» EXTRAIT
= = = =

Un homme pour journaliste.

«Peut-on écrire dans les magazines masculins si on est une femme ?», telle fut une des questions que nous avons posées lors de nos premiers entretiens dans les rédactions avec les rédacteurs en chef. Les réponses furent diverses ; pour le rédacteur en chef de L’Optimum, les sujets abordés ne relèvent pas d’une écriture uniquement masculine : «nous on est un pôle masculin et on le revendique parce qu’on est un magazine pour hommes, on a un tiers de la pagination qui est consacrée à la mode, c’est aussi ça. Pour le reste, c’est un univers masculin, effectivement qui est plus connoté masculin que féminin, le vin, les alcools même si je connais des femmes qui aiment le bon vin, elles peuvent écrire sur le vin, la littérature. On ne se pose pas la question» 722 . Lors de cet entretien, la rédaction comportait la parité : 3 hommes permanents (le rédacteur en chef, le directeur artistique et son adjoint) et 3 femmes permanentes (la rédactrice en chef adjointe, la rédactrice en chef mode et la secrétaire de rédaction). Depuis, une femme est venue compléter l’équipe au poste d’iconographe. C’est donc une rédaction composée en permanence de plus de femmes que d’hommes. En revanche, quand le rédacteur en chef évoque la possibilité de l’écriture des articles du magazine autant par les femmes que par les hommes, dans la réalité du magazine, ce sont des hommes qui écrivent 723 . Ce sont principalement des rubriques avec des textes courts qui sont confiées aux femmes, peu d’articles de fond sur plusieurs pages leur reviennent. Elles sont cantonnées dans des sujets connotés comme féminins : la lecture, le shopping, la mode, la beauté… Le Magazine de l’Optimum possède un cercle de pigistes réguliers qui sont spécialisés dans des rubriques : ainsi la musique revient à un pigiste, de même que le cinéma, la rubrique gastronomique, les vins, les cigares, les voitures et motos… Ensuite interviennent d’autres pigistes en fonction des sujets du magazine, mais le magazine étant spécialisé dans le luxe, ce qui englobe les voitures de luxe, les voyages, les bateaux… , la rédaction fait intervenir des pigistes hommes qui sont spécialistes de ces domaines 724 . Le contenu textuel du magazine est donc en majeure partie confiée à des hommes.

= = = =

» CONSIGNE
Reformulez sous forme de liste le paragraphe de l'extrait qui s'ouvre sur la question « Peut-on écrire dans les magazines masculins si on est une femme ? ». Conservez-en les faits principaux.

= = = =

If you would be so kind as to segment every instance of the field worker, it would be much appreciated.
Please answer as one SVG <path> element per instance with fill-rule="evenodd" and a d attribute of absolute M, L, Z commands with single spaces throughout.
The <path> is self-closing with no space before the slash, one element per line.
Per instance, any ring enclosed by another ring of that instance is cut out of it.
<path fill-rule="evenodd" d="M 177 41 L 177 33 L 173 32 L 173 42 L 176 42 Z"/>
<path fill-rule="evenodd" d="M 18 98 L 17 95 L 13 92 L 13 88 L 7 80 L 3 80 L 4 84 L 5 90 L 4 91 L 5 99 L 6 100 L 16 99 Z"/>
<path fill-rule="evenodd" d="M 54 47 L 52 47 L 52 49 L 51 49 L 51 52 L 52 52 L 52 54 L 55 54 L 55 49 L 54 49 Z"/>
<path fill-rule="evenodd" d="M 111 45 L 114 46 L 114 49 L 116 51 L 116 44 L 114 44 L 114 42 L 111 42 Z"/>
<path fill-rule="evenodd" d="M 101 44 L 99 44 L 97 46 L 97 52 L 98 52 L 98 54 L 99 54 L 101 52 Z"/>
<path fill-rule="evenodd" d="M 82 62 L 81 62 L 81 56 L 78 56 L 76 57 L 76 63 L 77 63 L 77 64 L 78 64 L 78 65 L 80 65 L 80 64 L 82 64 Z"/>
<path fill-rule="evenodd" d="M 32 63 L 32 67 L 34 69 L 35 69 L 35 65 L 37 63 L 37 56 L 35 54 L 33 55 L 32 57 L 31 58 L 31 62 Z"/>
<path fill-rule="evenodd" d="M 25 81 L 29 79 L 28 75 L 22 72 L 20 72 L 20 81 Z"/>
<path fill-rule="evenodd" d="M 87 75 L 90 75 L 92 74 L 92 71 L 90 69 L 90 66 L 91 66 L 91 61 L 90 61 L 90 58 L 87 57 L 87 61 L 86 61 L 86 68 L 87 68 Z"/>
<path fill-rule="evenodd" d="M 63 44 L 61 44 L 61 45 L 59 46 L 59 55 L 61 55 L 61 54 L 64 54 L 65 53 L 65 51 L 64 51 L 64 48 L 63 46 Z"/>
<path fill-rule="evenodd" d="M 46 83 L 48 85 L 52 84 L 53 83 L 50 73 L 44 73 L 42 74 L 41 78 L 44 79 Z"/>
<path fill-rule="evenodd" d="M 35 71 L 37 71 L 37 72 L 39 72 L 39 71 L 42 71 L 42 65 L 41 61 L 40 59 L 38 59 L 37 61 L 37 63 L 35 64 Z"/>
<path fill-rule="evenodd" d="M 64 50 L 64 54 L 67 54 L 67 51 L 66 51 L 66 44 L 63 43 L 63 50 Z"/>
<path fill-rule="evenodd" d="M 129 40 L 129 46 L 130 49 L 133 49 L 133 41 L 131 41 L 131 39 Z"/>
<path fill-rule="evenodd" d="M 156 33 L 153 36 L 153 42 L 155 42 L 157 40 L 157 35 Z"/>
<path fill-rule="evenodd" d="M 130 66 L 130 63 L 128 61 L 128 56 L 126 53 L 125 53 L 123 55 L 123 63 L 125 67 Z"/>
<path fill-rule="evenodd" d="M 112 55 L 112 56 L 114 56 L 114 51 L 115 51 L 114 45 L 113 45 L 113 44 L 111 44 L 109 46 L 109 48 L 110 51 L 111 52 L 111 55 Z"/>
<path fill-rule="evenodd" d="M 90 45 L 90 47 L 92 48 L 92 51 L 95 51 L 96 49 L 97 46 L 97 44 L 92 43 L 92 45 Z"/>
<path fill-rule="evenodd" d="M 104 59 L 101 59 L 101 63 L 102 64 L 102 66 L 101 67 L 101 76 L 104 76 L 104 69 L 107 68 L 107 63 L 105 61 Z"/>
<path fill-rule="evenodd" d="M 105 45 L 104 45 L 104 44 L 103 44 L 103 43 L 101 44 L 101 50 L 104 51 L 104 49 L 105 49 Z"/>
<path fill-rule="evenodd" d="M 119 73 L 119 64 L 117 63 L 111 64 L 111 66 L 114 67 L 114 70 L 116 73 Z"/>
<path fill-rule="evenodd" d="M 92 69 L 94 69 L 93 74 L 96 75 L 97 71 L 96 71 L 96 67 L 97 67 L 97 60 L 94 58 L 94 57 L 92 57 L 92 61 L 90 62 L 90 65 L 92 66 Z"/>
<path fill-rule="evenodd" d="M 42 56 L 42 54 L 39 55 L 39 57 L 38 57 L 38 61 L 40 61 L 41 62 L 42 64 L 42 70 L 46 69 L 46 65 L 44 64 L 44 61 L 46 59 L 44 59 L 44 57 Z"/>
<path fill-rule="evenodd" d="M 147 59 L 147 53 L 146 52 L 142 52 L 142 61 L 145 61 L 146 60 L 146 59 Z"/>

= = = =

» RÉPONSE RÉDIGÉE
- Les rédacteurs en chef ont été interrogés sur la possibilité, pour une femme, d'écrire dans les magazines masculins. Leurs réponses ont varié.
- Le rédacteur en chef de L'Optimum estime que les sujets abordés (vin, alcools, littérature) ne relèvent pas d'une écriture uniquement masculine. Son magazine pour hommes consacre un tiers de sa pagination à la mode.
- Lors de l'entretien, la rédaction était paritaire. Elle comptait 3 hommes permanents (le rédacteur en chef, le directeur artistique et son adjoint) et 3 femmes permanentes (la rédactrice en chef adjointe, la rédactrice en chef mode et la secrétaire de rédaction).
- Depuis, une iconographe a rejoint l'équipe, où les femmes sont désormais plus nombreuses que les hommes.
- Dans les faits, ce sont pourtant des hommes qui écrivent les articles.
- Les femmes reçoivent surtout des rubriques à textes courts et peu d'articles de fond. Leurs sujets sont connotés comme féminins : lecture, shopping, mode, beauté.
- Un cercle de pigistes réguliers se partage les rubriques : musique, cinéma, gastronomie, vins, cigares, voitures et motos.
- Pour le luxe (voitures de luxe, voyages, bateaux), la rédaction fait appel à des pigistes hommes spécialistes de ces domaines.
- Le contenu textuel du magazine est donc en majeure partie confié à des hommes.